**EXCERPTED PASSAGE**
Skip to main content
A generic LiteLLM compatible backend that wraps around the openai python sdk.

Classes

CLASS LiteLLMBackend

A generic LiteLLM compatible backend. Args:
  • model_id: The LiteLLM model identifier string; typically "<provider>/<model_creator>/<model_name>".
  • formatter: Formatter for rendering components. Defaults to [TemplateFormatter](../formatters/template_formatter#class-templateformatter).
  • base_url: Base URL for the LLM API endpoint; defaults to the Ollama local endpoint.
  • model_options: Default model options for generation requests.
Attributes:
  • to_mellea_model_opts_map: Mapping from backend-specific option names to Mellea [ModelOption](model_options#class-modeloption) sentinel keys.
  • from_mellea_model_opts_map: Mapping from Mellea [ModelOption](model_options#class-modeloption) sentinel keys to backend-specific option names.
Methods:

FUNC processing

processing(self, mot: ModelOutputThunk, chunk: litellm.ModelResponse | litellm.ModelResponseStream)
Accumulate content and thinking tokens from a single LiteLLM response chunk. Called during generation for each ModelResponse (non-streaming) or ModelResponseStream chunk (streaming). Tool call parsing is deferred to post_processing. Args:
  • mot: The output thunk being populated.
  • chunk: A single response object or streaming chunk from LiteLLM.

FUNC post_processing

post_processing(self, mot: ModelOutputThunk, conversation: list[dict], tools: dict[str, AbstractMelleaTool], thinking, _format)
Finalize the model output thunk after LiteLLM generation completes. Reconstructs a merged chat response from streaming chunks if applicable, extracts tool call requests, records token usage metrics, emits telemetry, and attaches the generate log to the output thunk. Args:
  • mot: The output thunk to finalize.
  • conversation: The chat conversation sent to the model, used for logging.

**RECORD SET**

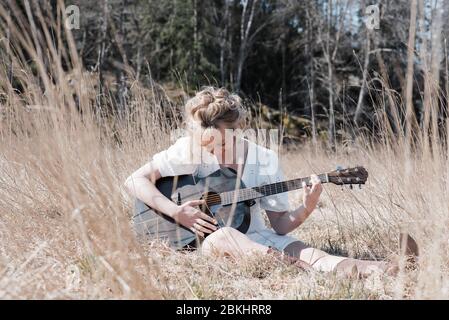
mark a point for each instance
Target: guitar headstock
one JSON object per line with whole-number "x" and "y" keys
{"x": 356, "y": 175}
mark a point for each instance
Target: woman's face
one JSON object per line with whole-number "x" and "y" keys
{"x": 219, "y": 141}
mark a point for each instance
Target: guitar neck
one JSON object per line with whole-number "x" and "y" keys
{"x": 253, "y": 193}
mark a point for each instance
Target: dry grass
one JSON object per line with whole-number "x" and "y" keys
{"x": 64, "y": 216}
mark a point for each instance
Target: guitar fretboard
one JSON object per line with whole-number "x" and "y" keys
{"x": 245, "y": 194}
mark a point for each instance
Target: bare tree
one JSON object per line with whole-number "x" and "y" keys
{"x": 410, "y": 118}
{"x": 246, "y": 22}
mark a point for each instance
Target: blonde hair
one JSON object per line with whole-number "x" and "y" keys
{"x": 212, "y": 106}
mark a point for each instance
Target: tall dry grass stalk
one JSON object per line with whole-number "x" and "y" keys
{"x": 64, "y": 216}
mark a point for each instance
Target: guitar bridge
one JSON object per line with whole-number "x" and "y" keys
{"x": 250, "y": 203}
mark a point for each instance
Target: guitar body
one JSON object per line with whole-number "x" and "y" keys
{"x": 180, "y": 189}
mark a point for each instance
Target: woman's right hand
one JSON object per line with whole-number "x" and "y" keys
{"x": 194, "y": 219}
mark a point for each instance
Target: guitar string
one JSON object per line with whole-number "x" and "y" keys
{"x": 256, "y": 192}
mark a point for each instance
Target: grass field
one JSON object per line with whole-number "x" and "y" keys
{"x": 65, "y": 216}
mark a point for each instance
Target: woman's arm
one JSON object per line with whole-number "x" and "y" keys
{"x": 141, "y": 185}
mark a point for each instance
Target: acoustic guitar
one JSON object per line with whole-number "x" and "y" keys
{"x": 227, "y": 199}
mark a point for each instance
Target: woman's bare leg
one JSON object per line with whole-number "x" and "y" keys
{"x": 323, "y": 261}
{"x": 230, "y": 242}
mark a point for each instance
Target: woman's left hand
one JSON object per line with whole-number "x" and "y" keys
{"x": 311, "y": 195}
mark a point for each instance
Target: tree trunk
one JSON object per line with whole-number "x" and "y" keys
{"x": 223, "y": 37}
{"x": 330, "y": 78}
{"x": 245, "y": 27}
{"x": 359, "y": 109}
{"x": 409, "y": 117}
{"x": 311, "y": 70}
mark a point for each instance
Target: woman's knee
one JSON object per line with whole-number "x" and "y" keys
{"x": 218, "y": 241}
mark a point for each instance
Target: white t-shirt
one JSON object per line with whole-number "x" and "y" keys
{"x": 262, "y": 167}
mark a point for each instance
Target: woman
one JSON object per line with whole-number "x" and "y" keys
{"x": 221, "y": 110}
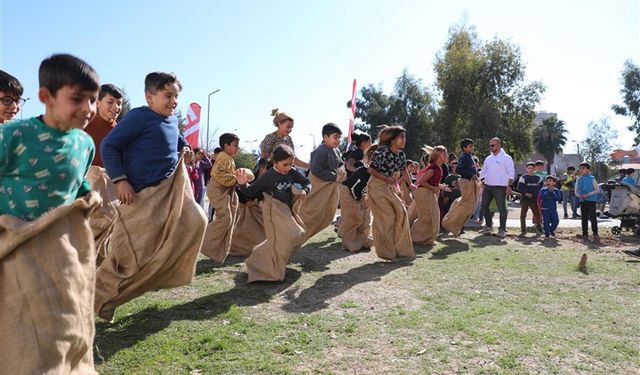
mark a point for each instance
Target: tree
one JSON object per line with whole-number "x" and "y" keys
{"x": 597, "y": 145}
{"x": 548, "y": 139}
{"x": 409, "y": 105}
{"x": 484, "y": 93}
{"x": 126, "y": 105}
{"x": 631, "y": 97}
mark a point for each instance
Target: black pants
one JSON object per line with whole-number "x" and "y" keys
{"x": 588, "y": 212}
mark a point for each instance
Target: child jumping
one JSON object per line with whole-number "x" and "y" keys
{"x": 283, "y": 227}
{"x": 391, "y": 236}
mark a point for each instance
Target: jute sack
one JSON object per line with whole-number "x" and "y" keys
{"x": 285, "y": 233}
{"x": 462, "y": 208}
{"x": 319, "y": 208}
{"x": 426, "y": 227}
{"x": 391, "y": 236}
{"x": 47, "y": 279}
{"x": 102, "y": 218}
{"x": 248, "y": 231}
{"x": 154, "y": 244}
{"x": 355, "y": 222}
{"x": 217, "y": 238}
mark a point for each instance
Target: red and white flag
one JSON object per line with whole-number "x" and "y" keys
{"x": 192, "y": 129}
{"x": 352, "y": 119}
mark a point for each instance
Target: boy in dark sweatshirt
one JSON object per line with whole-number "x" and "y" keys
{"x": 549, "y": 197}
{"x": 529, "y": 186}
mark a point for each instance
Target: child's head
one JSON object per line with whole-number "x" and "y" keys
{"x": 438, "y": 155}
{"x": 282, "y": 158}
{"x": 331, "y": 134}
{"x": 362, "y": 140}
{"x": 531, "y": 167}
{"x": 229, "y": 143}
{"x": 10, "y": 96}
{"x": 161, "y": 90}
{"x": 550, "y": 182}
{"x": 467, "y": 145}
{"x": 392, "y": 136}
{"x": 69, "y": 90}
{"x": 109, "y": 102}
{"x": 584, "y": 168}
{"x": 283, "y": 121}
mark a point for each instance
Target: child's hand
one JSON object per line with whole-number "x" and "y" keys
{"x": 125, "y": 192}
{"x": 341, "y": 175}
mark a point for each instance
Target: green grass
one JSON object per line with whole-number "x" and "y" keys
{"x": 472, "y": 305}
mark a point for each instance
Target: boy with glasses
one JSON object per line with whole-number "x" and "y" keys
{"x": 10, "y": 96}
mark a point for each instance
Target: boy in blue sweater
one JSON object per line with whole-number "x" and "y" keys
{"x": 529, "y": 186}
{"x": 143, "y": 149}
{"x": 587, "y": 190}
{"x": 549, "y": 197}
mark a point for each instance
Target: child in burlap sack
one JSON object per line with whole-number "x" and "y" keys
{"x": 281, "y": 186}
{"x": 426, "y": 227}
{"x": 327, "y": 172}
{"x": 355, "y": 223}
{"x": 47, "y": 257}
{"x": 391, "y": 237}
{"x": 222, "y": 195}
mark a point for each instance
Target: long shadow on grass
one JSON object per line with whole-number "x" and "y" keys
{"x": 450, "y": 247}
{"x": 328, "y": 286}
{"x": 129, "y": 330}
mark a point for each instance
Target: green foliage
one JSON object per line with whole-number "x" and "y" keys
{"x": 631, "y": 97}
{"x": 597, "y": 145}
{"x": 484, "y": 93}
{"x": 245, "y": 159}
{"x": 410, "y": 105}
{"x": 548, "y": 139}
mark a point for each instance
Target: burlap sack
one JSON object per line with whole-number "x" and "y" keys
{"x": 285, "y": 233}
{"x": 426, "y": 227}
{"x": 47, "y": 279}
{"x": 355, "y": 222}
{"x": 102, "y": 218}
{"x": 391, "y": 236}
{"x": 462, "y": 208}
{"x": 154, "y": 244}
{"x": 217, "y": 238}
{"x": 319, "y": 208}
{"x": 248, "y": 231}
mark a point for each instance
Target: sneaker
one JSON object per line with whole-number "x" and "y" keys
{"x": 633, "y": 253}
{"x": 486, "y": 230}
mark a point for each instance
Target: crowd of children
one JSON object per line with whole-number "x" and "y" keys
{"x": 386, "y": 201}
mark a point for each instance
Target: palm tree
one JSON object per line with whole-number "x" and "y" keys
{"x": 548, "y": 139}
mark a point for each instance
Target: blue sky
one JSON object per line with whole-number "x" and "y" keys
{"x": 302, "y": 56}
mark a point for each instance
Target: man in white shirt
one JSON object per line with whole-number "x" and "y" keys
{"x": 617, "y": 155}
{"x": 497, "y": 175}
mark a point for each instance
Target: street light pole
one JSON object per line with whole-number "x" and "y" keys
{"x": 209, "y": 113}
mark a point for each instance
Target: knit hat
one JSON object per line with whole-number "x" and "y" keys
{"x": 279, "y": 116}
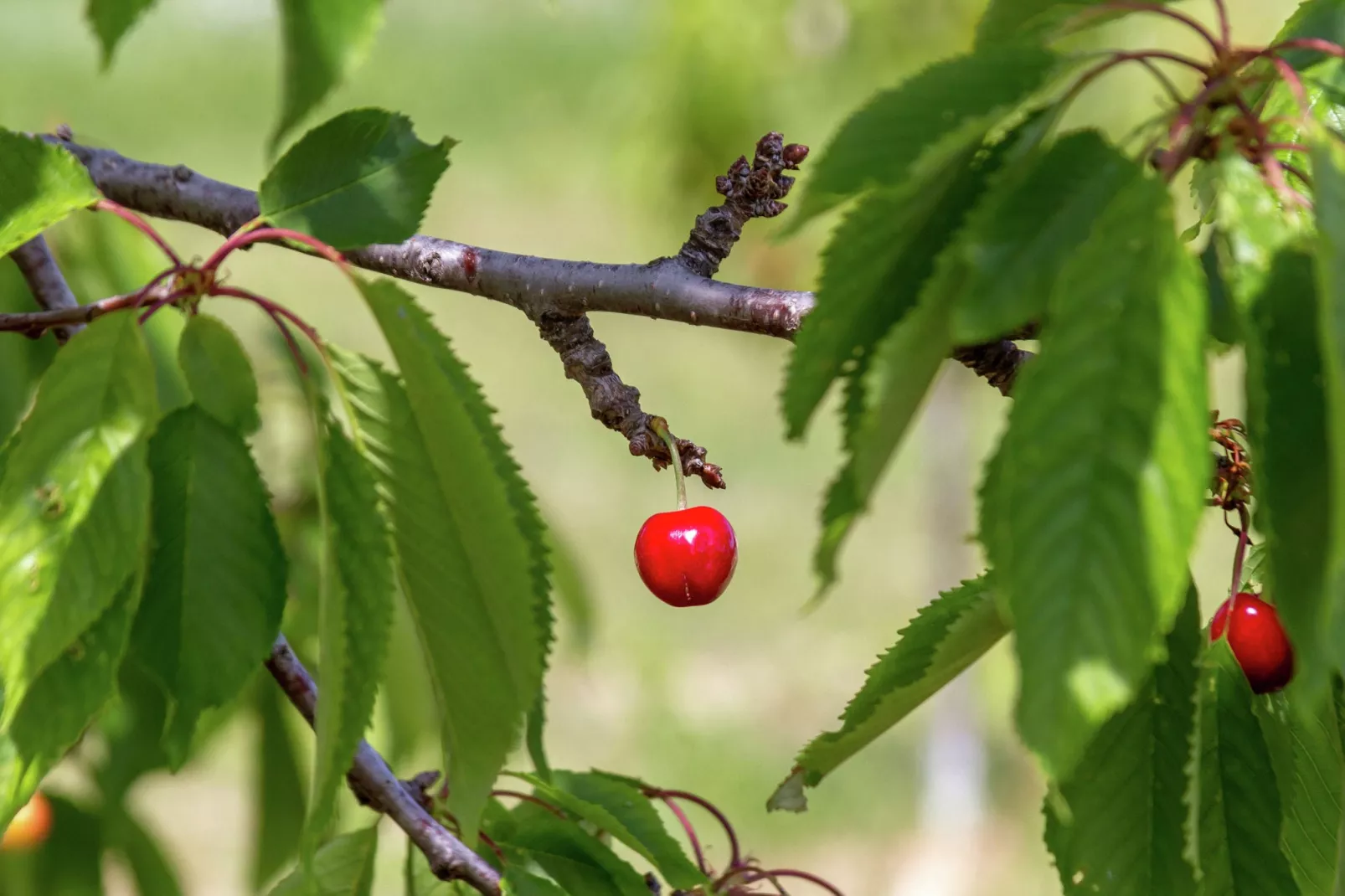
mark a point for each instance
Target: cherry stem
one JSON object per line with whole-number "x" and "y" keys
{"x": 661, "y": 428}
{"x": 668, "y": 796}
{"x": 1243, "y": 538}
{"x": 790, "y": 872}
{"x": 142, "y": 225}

**WHAT THE TASK ASKS**
Continue the LiteLLM backend documentation, starting after its last line.

**THE ANSWER**
  • tools: Available tools, keyed by name.
  • thinking: The thinking/reasoning effort level passed to the model, or None if reasoning mode was not enabled.
  • _format: The structured output format class used during generation, if any.

FUNC generate_from_raw

generate_from_raw(self, actions: list[Component[C]], ctx: Context) -> list[ModelOutputThunk[C]]

FUNC generate_from_raw

generate_from_raw(self, actions: list[Component[C] | CBlock], ctx: Context) -> list[ModelOutputThunk[C | str]]

FUNC generate_from_raw

generate_from_raw(self, actions: Sequence[Component[C] | CBlock], ctx: Context) -> list[ModelOutputThunk]
Generate completions for multiple actions without chat templating via LiteLLM. Passes formatted prompt strings directly to LiteLLM’s text completion endpoint. Tool calling is not supported on this endpoint. Args:
  • actions: Actions to generate completions for.
  • ctx: The current generation context.
  • format: Optional Pydantic model for structured output; passed as guided_json in the request body.
  • model_options: Per-call model options.
  • tool_calls: Ignored; tool calling is not supported on this endpoint.
Returns:
  • list[ModelOutputThunk]: A list of model output thunks, one per action.